■ What the task asks
Drop the pictures, then extract the listing word for word.

===== Data in this exercise =====

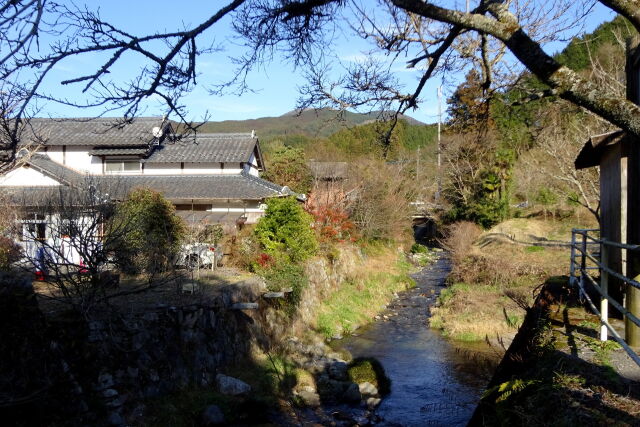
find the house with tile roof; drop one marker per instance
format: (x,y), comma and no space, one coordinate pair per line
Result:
(211,178)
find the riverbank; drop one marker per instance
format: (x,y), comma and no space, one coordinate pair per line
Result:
(494,280)
(295,376)
(433,381)
(556,357)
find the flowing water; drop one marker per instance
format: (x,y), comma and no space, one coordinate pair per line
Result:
(434,382)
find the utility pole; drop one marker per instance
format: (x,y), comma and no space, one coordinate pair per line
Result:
(439,148)
(632,297)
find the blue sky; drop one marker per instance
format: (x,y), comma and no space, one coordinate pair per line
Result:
(275,84)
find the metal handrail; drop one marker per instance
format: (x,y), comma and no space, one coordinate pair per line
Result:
(579,273)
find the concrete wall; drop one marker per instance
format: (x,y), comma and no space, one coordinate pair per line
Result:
(26,177)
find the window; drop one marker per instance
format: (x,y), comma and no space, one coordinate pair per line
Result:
(34,231)
(121,166)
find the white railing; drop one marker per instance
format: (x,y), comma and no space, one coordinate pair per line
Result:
(589,255)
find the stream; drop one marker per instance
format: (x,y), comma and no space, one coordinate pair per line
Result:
(434,381)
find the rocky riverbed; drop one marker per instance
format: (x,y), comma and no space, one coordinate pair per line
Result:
(433,381)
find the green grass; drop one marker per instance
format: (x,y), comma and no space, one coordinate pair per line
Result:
(271,377)
(357,301)
(369,369)
(467,337)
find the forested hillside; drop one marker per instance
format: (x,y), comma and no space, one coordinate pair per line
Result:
(516,147)
(310,123)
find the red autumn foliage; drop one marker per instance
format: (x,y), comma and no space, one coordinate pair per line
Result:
(265,260)
(332,223)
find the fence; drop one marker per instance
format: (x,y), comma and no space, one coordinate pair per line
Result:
(589,255)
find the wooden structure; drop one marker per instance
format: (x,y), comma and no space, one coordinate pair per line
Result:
(633,191)
(618,156)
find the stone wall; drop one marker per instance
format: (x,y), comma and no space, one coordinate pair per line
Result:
(110,366)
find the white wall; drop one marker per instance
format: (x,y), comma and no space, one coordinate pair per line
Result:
(26,177)
(162,169)
(78,158)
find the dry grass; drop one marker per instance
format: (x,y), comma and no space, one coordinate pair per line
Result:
(369,290)
(489,284)
(459,239)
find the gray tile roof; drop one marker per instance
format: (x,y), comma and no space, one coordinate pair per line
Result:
(212,147)
(197,187)
(242,186)
(126,151)
(91,132)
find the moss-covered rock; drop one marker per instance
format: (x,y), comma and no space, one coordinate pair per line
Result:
(369,369)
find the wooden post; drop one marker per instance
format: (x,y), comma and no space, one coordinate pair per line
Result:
(604,287)
(572,262)
(632,297)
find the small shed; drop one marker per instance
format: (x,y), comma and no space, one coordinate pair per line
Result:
(612,152)
(618,156)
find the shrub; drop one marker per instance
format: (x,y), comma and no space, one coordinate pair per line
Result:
(417,248)
(10,252)
(333,223)
(154,233)
(289,167)
(459,238)
(285,231)
(285,275)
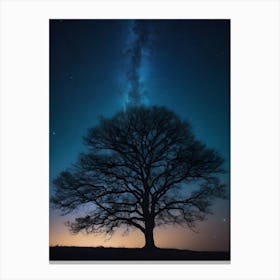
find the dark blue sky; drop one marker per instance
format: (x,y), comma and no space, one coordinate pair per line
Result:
(185,67)
(188,72)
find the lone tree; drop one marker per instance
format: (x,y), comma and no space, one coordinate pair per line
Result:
(138,172)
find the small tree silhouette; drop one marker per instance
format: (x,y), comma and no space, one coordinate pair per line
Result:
(137,173)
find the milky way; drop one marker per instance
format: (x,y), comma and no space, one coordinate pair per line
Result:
(138,54)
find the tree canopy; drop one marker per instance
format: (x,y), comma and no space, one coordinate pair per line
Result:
(144,168)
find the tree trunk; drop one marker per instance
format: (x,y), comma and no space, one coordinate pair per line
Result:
(149,235)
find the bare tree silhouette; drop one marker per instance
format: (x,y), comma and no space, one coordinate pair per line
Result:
(138,172)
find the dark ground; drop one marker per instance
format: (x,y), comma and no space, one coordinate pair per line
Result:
(115,254)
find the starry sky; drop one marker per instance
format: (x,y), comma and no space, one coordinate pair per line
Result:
(99,67)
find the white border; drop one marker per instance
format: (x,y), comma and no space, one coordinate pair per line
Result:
(254,141)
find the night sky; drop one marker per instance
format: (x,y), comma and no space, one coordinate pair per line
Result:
(181,64)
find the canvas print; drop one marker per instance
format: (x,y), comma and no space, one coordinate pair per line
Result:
(139,140)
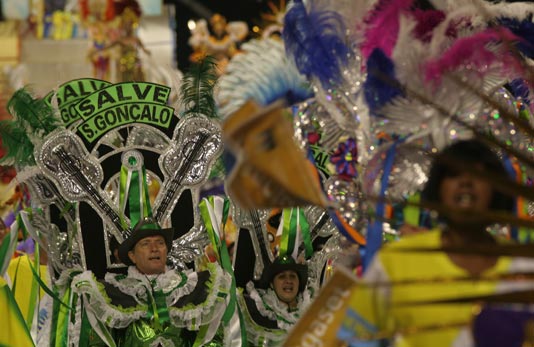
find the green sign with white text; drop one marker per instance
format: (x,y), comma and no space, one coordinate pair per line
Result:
(70,93)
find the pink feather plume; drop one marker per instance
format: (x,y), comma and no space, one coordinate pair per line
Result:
(474,51)
(383,26)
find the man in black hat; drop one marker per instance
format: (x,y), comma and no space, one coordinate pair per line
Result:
(153,305)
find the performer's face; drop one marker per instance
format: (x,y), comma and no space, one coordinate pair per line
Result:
(467,191)
(286,286)
(149,255)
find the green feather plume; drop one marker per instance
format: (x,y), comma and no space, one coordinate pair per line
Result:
(197,88)
(32,120)
(17,145)
(34,114)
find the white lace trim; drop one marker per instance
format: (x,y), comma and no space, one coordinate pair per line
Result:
(256,333)
(64,279)
(192,317)
(137,284)
(87,286)
(270,306)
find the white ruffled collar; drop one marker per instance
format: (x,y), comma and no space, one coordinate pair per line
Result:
(270,306)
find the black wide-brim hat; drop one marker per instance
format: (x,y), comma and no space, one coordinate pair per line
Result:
(145,228)
(281,264)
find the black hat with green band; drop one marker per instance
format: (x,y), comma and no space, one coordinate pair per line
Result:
(145,228)
(281,264)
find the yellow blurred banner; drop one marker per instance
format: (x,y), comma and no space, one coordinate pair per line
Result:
(319,325)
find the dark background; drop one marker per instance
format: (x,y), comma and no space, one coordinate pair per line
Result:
(244,10)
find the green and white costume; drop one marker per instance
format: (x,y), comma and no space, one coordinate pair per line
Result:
(267,319)
(168,310)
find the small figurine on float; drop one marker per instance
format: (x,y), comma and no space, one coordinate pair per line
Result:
(222,42)
(97,16)
(129,65)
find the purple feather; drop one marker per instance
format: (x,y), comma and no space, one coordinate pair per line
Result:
(381,85)
(316,42)
(524,30)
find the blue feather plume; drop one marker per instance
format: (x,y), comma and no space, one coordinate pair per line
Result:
(381,85)
(519,89)
(523,29)
(316,42)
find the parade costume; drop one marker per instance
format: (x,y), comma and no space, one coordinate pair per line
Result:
(144,311)
(267,319)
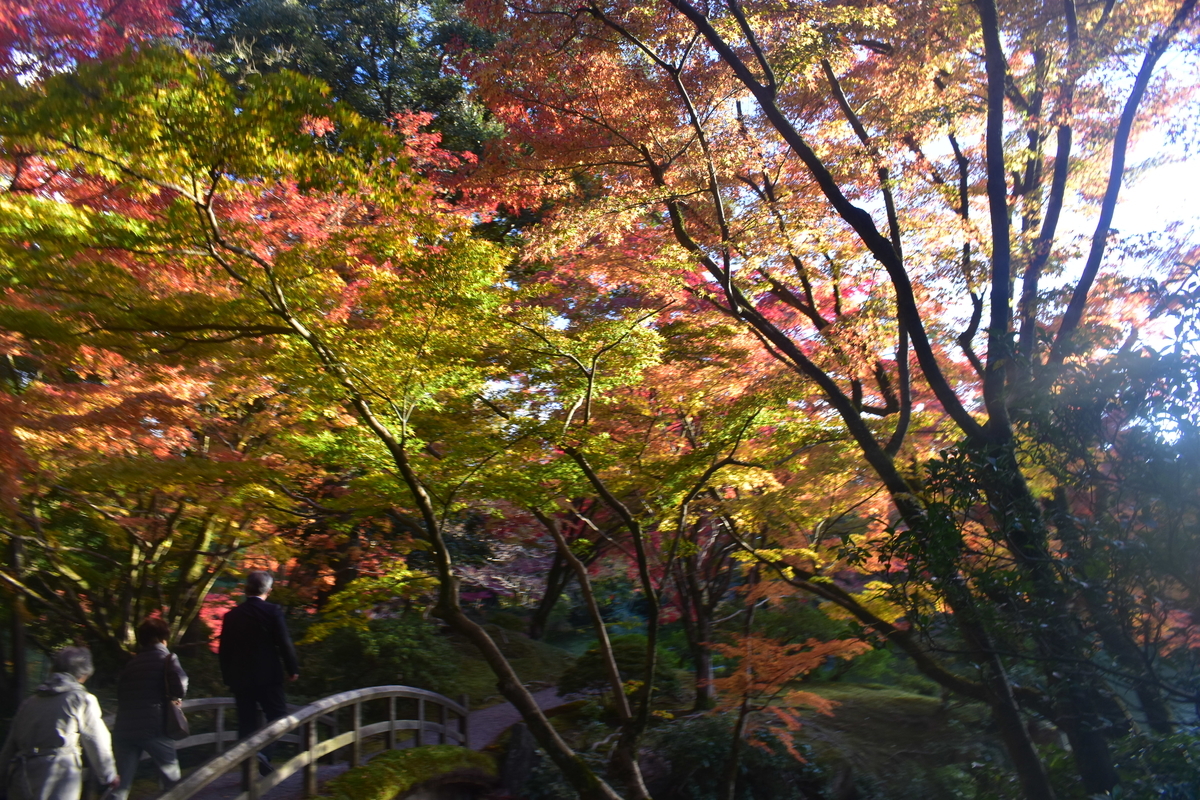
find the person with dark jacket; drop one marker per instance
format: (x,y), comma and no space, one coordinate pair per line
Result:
(256,655)
(42,757)
(148,683)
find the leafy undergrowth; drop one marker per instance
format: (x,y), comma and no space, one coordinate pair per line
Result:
(535,662)
(893,744)
(399,770)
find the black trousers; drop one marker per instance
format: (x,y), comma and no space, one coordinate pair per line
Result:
(268,698)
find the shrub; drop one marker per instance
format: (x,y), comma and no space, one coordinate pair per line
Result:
(587,674)
(399,770)
(405,649)
(697,751)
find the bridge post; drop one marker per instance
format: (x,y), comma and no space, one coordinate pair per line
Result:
(465,702)
(420,722)
(357,743)
(309,741)
(390,741)
(250,776)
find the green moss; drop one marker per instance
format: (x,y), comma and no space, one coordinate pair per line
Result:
(533,661)
(399,770)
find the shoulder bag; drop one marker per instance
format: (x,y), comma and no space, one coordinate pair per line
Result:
(174,721)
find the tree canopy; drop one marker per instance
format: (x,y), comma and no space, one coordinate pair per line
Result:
(802,306)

=====

■ Expected answer
find the house with tile roof; drop one marker per instance
format: (x,y), comma and no space, one coordinate pair per line
Result:
(211,178)
find the riverbank; drop one marker per instance
format: (x,y), comma and no space, one coordinate pair per line
Result:
(494,280)
(295,376)
(433,381)
(556,357)
find the flowing water; drop one marker per instance
format: (x,y), comma and no space, one coordinate pair per line
Result:
(434,382)
find the utility pole; drop one marker per instance
format: (x,y), comma and no space, one coordinate pair per line
Result:
(439,148)
(632,297)
find the blue sky; drop one marker per instance
format: (x,y), comma and no space, one coordinate pair per line
Result:
(275,84)
find the metal handrail; drop one marker per instance
format: (x,y), comma and no space, one coordinate pair per line
Result:
(579,273)
find the concrete wall; drop one marker per instance
format: (x,y), comma and no space, one coordinate pair per line
Result:
(26,177)
find the window; drop one marker per instance
format: (x,y), comma and no space, one coordinate pair per line
Result:
(34,231)
(121,166)
find the white railing; drop one marker per instance
format: (x,y), comma and no space, one coordinate pair per line
Result:
(589,255)
find the stream; drop one marker per instance
format: (x,y), comma and no space, one coordinate pair per line
Result:
(434,381)
find the rocky riverbed; drop one marker per instance
format: (x,y), comma and no space, one coordinate pair per line
Result:
(433,381)
find the green grass; drop one marker per instance
format: (x,y), comma and no space, one coordinate pair per line
Result:
(271,377)
(357,301)
(369,369)
(467,337)
find the forested hillside; drop one marker per instance
format: (x,y), comma and no space, one coordinate pair per line
Result:
(516,147)
(310,123)
find the red autumn foliage; drop one marker per instance
format: (x,y), comma and no space, one coordinate pair per line
Result:
(265,260)
(332,223)
find the fence; drop one marker per instance
format: (x,y), comma and no space, one coordinate pair per line
Result:
(589,255)
find the wooden structure; drop one marker per instance
format: (x,y), comma and no space, one coordinate pair per line
Result:
(633,191)
(618,156)
find the stone wall; drop one marker per instance
format: (x,y), comma and no space, one coordinate pair per line
Result:
(110,366)
find the white wall; drop one marker per instance
format: (x,y), comma and no space, one coordinate pair per line
Result:
(26,177)
(162,169)
(78,158)
find the dry grass; drop one marker per instance
format: (x,y), comma and no space, one coordinate pair per line
Result:
(369,290)
(489,284)
(459,239)
find the gray tile roof; drop one marker per instance
format: (x,y), comma and no space, one coordinate pair per line
Result:
(212,147)
(197,187)
(242,186)
(126,151)
(91,132)
find the moss-covered rock; drop one marker per instance
format: (x,y), comma and no space, one coordinate pair per line
Result:
(369,369)
find the wooden post; drop one marker per instance
format: (x,y), comma and no space, one coordinate pair per line
Result:
(604,287)
(572,262)
(632,297)
find the small shed; drop one marker per instance
format: (x,y), comma and no space, one coordinate pair per line
Result:
(612,152)
(618,156)
find the shrub; drop one marker per instance
format: (x,y), comma and no space, one coordinate pair per line
Result:
(417,248)
(10,252)
(333,223)
(154,233)
(289,167)
(459,238)
(285,231)
(285,275)
find the dark blue sky; drop one marker per instance
format: (x,y), comma and no space, one coordinate pair per line
Result:
(185,67)
(188,72)
find the lone tree; drop one marker per instance
format: (x,y), comma and no space, one coordinate pair per line
Result:
(138,172)
find the small tree silhouette; drop one marker per instance
format: (x,y), comma and no space, one coordinate pair per line
Result:
(137,173)
find the milky way; drop one marker per instance
format: (x,y), comma and no space, one coordinate pair per line
Result:
(138,54)
find the tree canopy; drop one marker per instance
format: (x,y), comma and no space, one coordinate pair per line
Result:
(144,168)
find the tree trunk; drop one marker per instance
format: (x,y), comma and no space, one coordinate pair per line
Result:
(149,235)
find the bare tree silhouette; drop one marker per instance
format: (x,y), comma and no space, one coordinate pair per line
Result:
(138,172)
find the dark ground; drop one marker per instance
format: (x,y), comma and no space, one coordinate pair per line
Result:
(115,254)
find the starry sky; drop one marker per instance
format: (x,y), comma and no space, one coordinate pair per line
Result:
(99,67)
find the white border; drop one marker per instance
format: (x,y), comma and no space, one coordinate pair per line
Result:
(254,141)
find the night sky; drop one marker per instance
format: (x,y), comma and no space, one coordinate pair per line
Result:
(181,64)
find the canvas print; drop one marker per instance
format: (x,y), comma and no space, one coordinate pair per line
Result:
(139,140)
find the green sign with white text; drop one marker per instance
format: (x,y), comma and no space, one coordinate pair per line
Result:
(70,93)
find the pink feather plume; drop one marker per instance
format: (x,y), comma and no space, one coordinate pair per line
Result:
(474,51)
(383,26)
find the man in black hat; drop one marker per instance
format: (x,y), comma and no space, one coordinate pair per line
Result:
(153,305)
find the performer's face; drop one marker per instance
format: (x,y), comma and no space, one coordinate pair per line
Result:
(467,191)
(286,286)
(149,255)
find the green feather plume; drop one marker per instance
format: (x,y), comma and no space, one coordinate pair per line
Result:
(197,88)
(32,120)
(17,145)
(34,114)
find the white lace trim; drop one marker per instance
format: (x,y), comma and no space, one coordinate pair per line
Result:
(256,333)
(64,279)
(192,317)
(137,284)
(87,286)
(270,306)
find the white ruffled collar; drop one marker per instance
format: (x,y), comma and no space, one coordinate pair per line
Result:
(270,306)
find the black wide-brim hat; drop one marker per instance
format: (x,y), comma and no space, one coordinate pair per line
Result:
(145,228)
(281,264)
find the black hat with green band; drop one marker per instance
format: (x,y), comma and no space, one coordinate pair per line
Result:
(145,228)
(281,264)
find the yellow blurred banner; drop one marker per instance
format: (x,y), comma and no space, one coordinate pair per line
Result:
(319,325)
find the dark background; drop one marker per instance
format: (x,y), comma and no space, one coordinate pair per line
Result:
(244,10)
find the green and white costume; drop one marker per instance
format: (x,y), comma and no space, one coordinate pair per line
Result:
(267,319)
(168,310)
find the small figurine on float; drop one marker per instance
format: (x,y), comma and no space, one coordinate pair per line
Result:
(222,42)
(97,16)
(129,65)
find the purple feather; drop one marker per instance
format: (x,y), comma and no space, one coordinate pair per line
Result:
(381,85)
(316,42)
(524,30)
find the blue feather plume; drop one marker per instance
format: (x,y), comma and no space, one coordinate pair per line
Result:
(381,85)
(519,89)
(523,29)
(316,42)
find the parade costume; drop one marker per instance
format: (x,y), comma and no space, one coordinate pair per line
Result:
(144,311)
(267,319)
find the person with dark jacket; drop one marker per instance
format: (x,y), comma and no space, one coordinate pair per line
Result:
(256,655)
(42,757)
(148,683)
find the leafy undergrowth; drop one marker per instance
format: (x,y), comma and no space, one coordinate pair per line
Result:
(535,662)
(893,744)
(399,770)
find the black trousers; drop one marker per instance
format: (x,y), comma and no space, one coordinate pair per line
Result:
(268,698)
find the shrub; drop one marker per instance
format: (x,y), comma and no space, one coordinate pair per line
Result:
(587,674)
(399,770)
(405,649)
(697,751)
find the bridge post; drop one marker per instance
format: (x,y), comma and no space, one coordinate pair per line
Result:
(465,702)
(420,722)
(357,743)
(309,741)
(390,741)
(250,776)
find the green moss; drop one marker per instance
format: (x,y), comma and no space, one coordinate pair per line
Result:
(533,661)
(399,770)
find the shoulder bag; drop one marker per instance
format: (x,y), comma and no space, one coordinate pair per line
Result:
(174,721)
find the tree canopy; drop one marker per instance
format: (x,y), comma and no space, one coordinate pair per line
Result:
(802,306)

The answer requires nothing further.